- _Do this_:
Reproduce the listing below without any changes, everything from its first line down to and including the line that contains "top-left (491, 257), bottom-right (513, 272)".

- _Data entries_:
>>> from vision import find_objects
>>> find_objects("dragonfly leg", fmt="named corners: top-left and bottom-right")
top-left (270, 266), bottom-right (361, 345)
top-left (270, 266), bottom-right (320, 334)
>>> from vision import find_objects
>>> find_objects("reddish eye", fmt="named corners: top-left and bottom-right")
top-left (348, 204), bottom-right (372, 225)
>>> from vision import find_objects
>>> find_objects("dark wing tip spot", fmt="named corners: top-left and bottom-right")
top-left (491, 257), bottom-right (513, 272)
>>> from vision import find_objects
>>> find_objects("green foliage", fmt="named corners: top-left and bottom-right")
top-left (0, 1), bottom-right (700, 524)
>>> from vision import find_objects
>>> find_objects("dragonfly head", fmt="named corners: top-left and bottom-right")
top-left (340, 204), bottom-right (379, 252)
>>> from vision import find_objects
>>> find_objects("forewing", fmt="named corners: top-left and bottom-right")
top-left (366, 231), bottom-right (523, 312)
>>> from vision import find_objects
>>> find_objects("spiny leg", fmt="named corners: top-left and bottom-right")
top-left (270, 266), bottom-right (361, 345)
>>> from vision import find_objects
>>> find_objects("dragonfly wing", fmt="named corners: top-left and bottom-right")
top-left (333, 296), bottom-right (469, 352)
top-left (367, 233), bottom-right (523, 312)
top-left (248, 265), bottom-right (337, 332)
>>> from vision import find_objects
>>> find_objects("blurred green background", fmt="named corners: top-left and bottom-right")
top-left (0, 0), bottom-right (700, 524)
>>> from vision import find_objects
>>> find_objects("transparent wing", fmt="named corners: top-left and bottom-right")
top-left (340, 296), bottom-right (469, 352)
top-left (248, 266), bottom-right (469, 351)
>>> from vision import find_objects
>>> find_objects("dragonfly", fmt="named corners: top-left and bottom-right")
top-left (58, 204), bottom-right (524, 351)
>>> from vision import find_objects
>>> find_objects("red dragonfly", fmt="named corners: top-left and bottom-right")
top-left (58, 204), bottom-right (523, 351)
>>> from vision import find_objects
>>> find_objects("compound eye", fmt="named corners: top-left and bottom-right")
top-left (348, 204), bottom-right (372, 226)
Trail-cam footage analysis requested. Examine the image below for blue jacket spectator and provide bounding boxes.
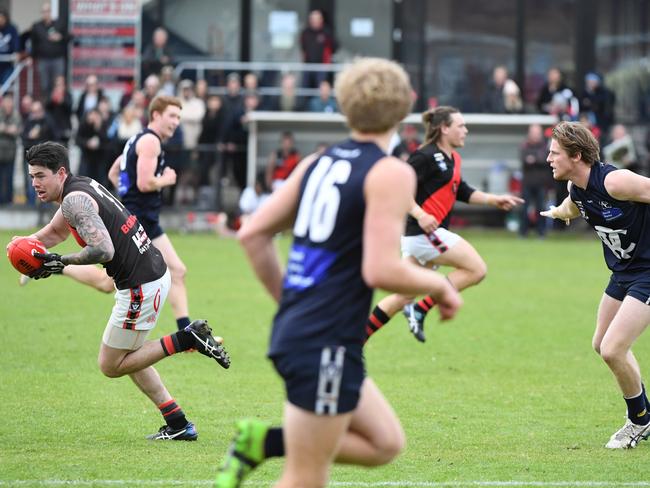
[309,80,338,113]
[0,10,20,85]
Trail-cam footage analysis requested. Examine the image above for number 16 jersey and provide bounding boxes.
[269,140,384,357]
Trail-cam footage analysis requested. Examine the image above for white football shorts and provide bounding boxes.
[402,227,461,266]
[102,270,171,351]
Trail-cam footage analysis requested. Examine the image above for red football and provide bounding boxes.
[7,237,47,275]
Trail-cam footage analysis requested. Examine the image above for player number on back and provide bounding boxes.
[594,225,636,259]
[90,180,124,211]
[293,156,352,242]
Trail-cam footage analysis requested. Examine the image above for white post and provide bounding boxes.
[246,118,257,188]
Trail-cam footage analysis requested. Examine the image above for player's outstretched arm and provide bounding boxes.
[135,134,176,193]
[409,200,440,234]
[362,158,462,319]
[237,155,317,302]
[539,197,580,225]
[469,190,524,212]
[605,169,650,203]
[61,191,115,265]
[18,208,70,248]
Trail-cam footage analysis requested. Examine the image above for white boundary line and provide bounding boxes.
[0,479,650,488]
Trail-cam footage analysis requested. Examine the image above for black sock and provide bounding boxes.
[176,317,190,330]
[625,391,650,425]
[366,305,390,341]
[160,330,194,356]
[158,398,187,430]
[264,427,284,458]
[414,295,436,315]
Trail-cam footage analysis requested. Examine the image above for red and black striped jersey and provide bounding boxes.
[405,144,475,236]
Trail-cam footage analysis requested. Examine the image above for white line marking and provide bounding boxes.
[0,479,650,488]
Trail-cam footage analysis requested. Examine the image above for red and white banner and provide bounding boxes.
[69,0,141,99]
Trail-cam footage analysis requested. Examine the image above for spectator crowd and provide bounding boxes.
[0,3,650,235]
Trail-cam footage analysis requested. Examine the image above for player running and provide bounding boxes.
[11,142,230,441]
[541,122,650,449]
[366,106,523,342]
[216,58,461,488]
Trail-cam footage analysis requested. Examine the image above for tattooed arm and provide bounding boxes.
[61,191,115,265]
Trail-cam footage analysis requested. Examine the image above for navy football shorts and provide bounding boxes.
[605,273,650,305]
[136,213,165,240]
[271,345,366,415]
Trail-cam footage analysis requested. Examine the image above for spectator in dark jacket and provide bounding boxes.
[300,10,339,88]
[21,100,59,205]
[0,10,20,85]
[142,27,173,80]
[536,68,580,115]
[519,124,553,237]
[264,73,305,112]
[580,73,616,138]
[0,92,20,204]
[75,75,104,123]
[30,2,70,95]
[198,95,226,184]
[45,76,72,146]
[77,108,109,186]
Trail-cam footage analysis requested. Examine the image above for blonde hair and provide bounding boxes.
[149,95,183,120]
[334,58,413,134]
[553,122,600,166]
[420,105,460,147]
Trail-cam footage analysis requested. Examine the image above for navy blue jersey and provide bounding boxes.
[570,162,650,275]
[269,140,384,357]
[117,128,165,218]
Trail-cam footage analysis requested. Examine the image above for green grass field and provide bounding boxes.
[0,230,650,487]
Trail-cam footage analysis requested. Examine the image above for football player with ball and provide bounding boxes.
[7,142,230,441]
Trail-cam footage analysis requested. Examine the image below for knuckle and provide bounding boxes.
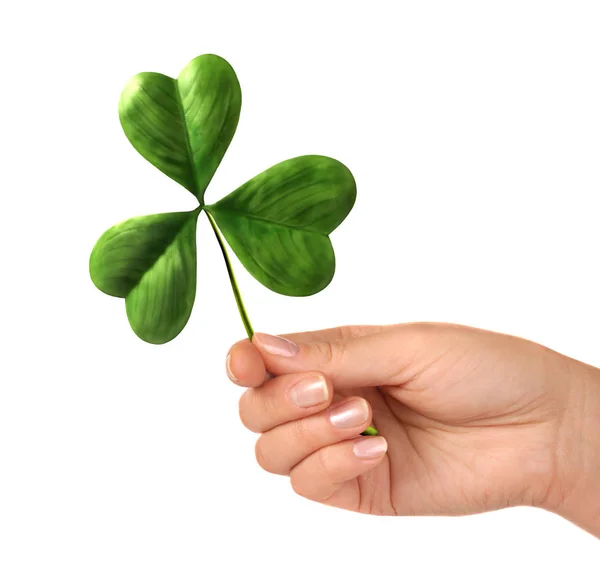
[254,437,271,472]
[238,390,259,432]
[290,420,314,448]
[315,447,334,482]
[290,471,312,499]
[316,341,344,366]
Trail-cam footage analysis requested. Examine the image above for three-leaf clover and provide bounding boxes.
[90,54,356,344]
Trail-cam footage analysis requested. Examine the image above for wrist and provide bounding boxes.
[543,360,600,537]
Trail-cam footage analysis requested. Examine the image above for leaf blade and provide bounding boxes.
[90,210,199,344]
[119,55,241,204]
[207,155,356,296]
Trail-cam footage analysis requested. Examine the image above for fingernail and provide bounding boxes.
[225,353,238,382]
[329,399,369,428]
[290,377,327,408]
[352,436,387,458]
[253,333,298,357]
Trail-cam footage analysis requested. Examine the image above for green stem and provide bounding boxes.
[204,208,378,436]
[204,208,254,341]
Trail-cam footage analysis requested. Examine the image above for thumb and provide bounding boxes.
[252,325,420,388]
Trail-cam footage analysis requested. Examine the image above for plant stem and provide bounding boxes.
[204,208,254,341]
[204,208,378,436]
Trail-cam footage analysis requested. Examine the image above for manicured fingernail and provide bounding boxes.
[290,377,327,408]
[253,333,298,357]
[329,399,369,428]
[225,353,238,382]
[352,436,387,459]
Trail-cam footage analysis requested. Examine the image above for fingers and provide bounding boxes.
[252,327,414,388]
[225,339,267,387]
[290,436,387,502]
[226,325,387,387]
[256,397,371,475]
[239,371,333,433]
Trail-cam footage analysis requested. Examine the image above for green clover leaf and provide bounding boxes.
[90,54,356,344]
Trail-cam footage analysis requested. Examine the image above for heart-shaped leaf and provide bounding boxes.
[206,155,356,296]
[90,210,199,344]
[119,54,242,204]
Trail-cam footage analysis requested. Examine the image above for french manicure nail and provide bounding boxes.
[290,377,328,408]
[225,353,238,382]
[329,399,369,428]
[352,436,387,459]
[253,333,299,357]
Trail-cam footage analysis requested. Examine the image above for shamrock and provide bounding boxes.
[90,54,356,344]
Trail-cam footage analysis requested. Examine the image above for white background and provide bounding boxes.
[0,0,600,581]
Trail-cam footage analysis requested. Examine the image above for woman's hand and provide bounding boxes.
[227,324,600,535]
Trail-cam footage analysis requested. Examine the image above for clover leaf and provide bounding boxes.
[90,54,356,344]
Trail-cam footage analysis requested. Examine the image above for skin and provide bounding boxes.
[227,323,600,538]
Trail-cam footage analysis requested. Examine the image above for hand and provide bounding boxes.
[227,324,600,535]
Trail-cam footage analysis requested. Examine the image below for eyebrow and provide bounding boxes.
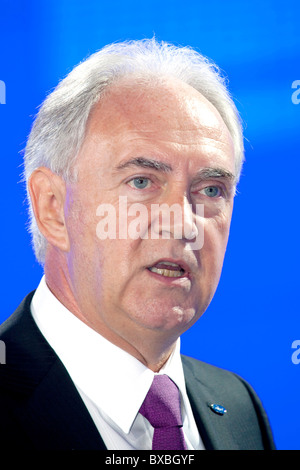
[196,168,236,182]
[116,157,236,183]
[116,157,172,173]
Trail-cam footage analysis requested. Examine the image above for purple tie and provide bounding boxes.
[140,375,187,450]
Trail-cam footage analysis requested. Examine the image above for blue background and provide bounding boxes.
[0,0,300,449]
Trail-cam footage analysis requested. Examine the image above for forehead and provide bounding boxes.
[89,79,226,133]
[80,79,234,173]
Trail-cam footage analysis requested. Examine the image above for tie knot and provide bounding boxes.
[140,375,182,428]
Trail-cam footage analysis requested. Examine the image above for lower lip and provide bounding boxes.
[147,268,190,286]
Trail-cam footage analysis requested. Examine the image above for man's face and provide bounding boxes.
[66,80,234,356]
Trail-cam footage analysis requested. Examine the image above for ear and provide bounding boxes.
[28,167,70,251]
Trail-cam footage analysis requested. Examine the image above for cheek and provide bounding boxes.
[200,211,231,271]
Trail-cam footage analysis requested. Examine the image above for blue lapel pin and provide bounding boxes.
[208,403,227,416]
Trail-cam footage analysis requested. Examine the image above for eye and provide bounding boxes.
[200,186,222,198]
[128,176,151,189]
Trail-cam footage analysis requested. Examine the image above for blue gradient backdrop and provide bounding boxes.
[0,0,300,449]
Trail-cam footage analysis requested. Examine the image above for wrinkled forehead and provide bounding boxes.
[87,78,231,140]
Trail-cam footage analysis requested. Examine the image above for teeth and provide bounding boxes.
[159,261,179,267]
[149,262,182,277]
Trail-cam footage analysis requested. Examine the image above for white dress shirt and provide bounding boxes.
[31,276,204,450]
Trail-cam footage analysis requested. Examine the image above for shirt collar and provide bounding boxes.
[31,276,187,433]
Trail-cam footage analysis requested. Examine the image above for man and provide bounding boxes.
[0,40,274,450]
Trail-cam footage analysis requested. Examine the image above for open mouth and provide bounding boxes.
[147,261,186,277]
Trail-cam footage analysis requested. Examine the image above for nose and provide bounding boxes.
[151,194,203,250]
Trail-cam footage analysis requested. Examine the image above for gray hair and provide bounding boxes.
[24,39,244,264]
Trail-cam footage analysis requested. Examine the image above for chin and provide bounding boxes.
[132,305,198,336]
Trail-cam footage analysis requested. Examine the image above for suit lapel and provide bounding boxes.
[182,357,239,450]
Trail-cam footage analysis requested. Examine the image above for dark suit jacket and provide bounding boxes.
[0,293,274,450]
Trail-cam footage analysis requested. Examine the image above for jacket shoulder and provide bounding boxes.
[182,356,275,449]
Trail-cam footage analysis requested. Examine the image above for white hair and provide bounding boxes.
[24,39,244,264]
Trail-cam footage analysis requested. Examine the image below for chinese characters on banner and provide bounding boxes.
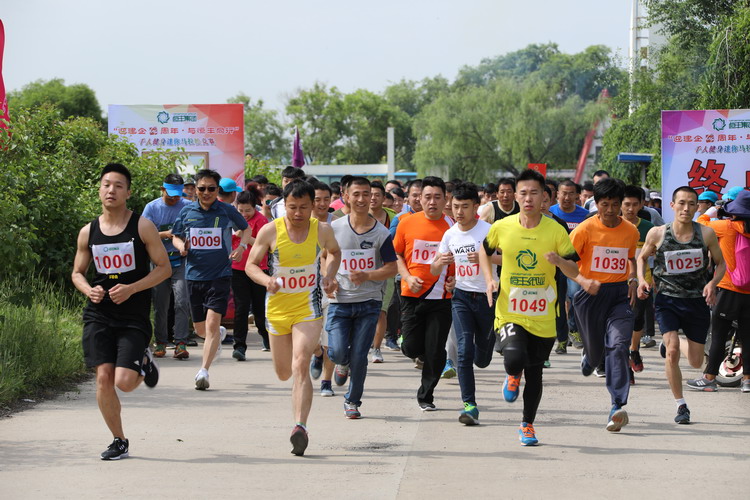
[109,104,245,186]
[661,109,750,221]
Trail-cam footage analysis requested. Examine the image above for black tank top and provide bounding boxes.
[84,212,151,324]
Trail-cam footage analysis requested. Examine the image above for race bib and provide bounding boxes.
[274,264,318,293]
[664,248,705,274]
[411,240,440,264]
[508,287,556,316]
[91,241,135,274]
[190,227,222,250]
[454,254,479,281]
[591,247,628,274]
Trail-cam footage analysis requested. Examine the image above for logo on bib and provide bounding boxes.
[516,250,537,271]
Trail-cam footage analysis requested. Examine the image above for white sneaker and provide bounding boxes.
[195,368,210,391]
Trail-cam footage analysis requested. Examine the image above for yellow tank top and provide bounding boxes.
[266,217,323,321]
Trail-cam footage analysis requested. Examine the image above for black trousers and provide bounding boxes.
[401,297,452,403]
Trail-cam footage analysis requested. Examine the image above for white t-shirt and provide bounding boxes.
[438,220,496,293]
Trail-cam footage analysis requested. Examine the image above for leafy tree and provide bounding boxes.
[8,78,104,127]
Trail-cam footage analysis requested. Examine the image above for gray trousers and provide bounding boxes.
[151,266,190,344]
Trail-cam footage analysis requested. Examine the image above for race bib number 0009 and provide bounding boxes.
[664,248,705,274]
[91,241,135,274]
[591,247,628,274]
[190,227,221,250]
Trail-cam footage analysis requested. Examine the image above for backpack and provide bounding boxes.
[727,232,750,292]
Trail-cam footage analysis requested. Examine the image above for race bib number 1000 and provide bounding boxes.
[91,241,135,274]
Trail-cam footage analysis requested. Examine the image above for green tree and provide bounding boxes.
[8,78,104,126]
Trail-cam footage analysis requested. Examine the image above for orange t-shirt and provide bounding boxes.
[393,212,453,299]
[570,215,640,283]
[698,214,750,294]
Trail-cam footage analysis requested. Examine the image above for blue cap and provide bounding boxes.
[219,177,242,193]
[161,182,185,196]
[698,191,719,203]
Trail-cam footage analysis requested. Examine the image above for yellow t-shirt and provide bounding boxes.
[486,214,575,338]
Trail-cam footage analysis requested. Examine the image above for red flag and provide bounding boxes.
[0,19,10,128]
[292,128,305,167]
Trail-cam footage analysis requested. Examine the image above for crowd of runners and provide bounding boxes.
[72,163,750,460]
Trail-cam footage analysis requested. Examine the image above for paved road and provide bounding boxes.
[0,336,750,499]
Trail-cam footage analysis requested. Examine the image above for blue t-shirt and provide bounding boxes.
[549,205,589,231]
[172,200,247,281]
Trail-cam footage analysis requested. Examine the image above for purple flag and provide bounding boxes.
[292,128,305,167]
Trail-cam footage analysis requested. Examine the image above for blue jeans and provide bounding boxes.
[326,300,382,406]
[451,288,495,405]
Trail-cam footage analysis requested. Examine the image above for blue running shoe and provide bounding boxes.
[518,422,539,446]
[458,403,479,425]
[503,375,521,403]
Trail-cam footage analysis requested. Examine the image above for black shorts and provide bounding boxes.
[654,293,711,344]
[82,321,151,373]
[188,276,232,323]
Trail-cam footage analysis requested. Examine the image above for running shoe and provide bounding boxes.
[607,405,629,432]
[320,380,336,398]
[458,403,479,425]
[581,351,594,377]
[172,342,190,359]
[232,347,247,361]
[440,359,456,378]
[141,347,159,388]
[333,365,349,387]
[310,353,323,380]
[674,405,690,424]
[503,375,521,403]
[641,335,656,349]
[630,351,643,373]
[154,342,167,358]
[344,401,362,420]
[686,377,719,392]
[100,438,129,460]
[385,338,401,351]
[518,422,539,446]
[419,401,437,411]
[289,424,308,457]
[195,368,210,391]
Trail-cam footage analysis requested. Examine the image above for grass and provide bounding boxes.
[0,278,86,406]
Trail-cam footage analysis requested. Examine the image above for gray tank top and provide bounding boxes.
[654,222,711,298]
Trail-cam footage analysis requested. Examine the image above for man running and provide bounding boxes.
[430,184,495,425]
[326,177,396,419]
[245,180,341,456]
[479,169,578,446]
[570,178,639,432]
[172,170,253,391]
[638,186,725,424]
[71,163,171,460]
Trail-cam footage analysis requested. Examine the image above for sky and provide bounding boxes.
[0,0,631,114]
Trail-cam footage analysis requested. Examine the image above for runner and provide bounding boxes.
[638,186,725,424]
[326,177,396,419]
[71,163,171,460]
[430,184,495,425]
[172,170,252,391]
[570,178,639,432]
[245,180,341,456]
[391,177,453,411]
[479,169,588,446]
[143,174,190,359]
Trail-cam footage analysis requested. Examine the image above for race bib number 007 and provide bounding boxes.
[190,227,221,250]
[664,248,704,274]
[591,247,628,274]
[91,241,135,274]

- _Written solution_:
>>> from vision import find_objects
>>> find_objects("dragonfly leg", fmt="named corners: top-left and bottom-right")
top-left (270, 266), bottom-right (361, 345)
top-left (270, 266), bottom-right (320, 334)
>>> from vision import find_objects
>>> find_objects("reddish eye", fmt="named corners: top-left and bottom-right")
top-left (348, 204), bottom-right (372, 225)
>>> from vision import find_objects
>>> find_objects("dark wing tip spot", fmt="named corners: top-left and bottom-right")
top-left (491, 257), bottom-right (513, 272)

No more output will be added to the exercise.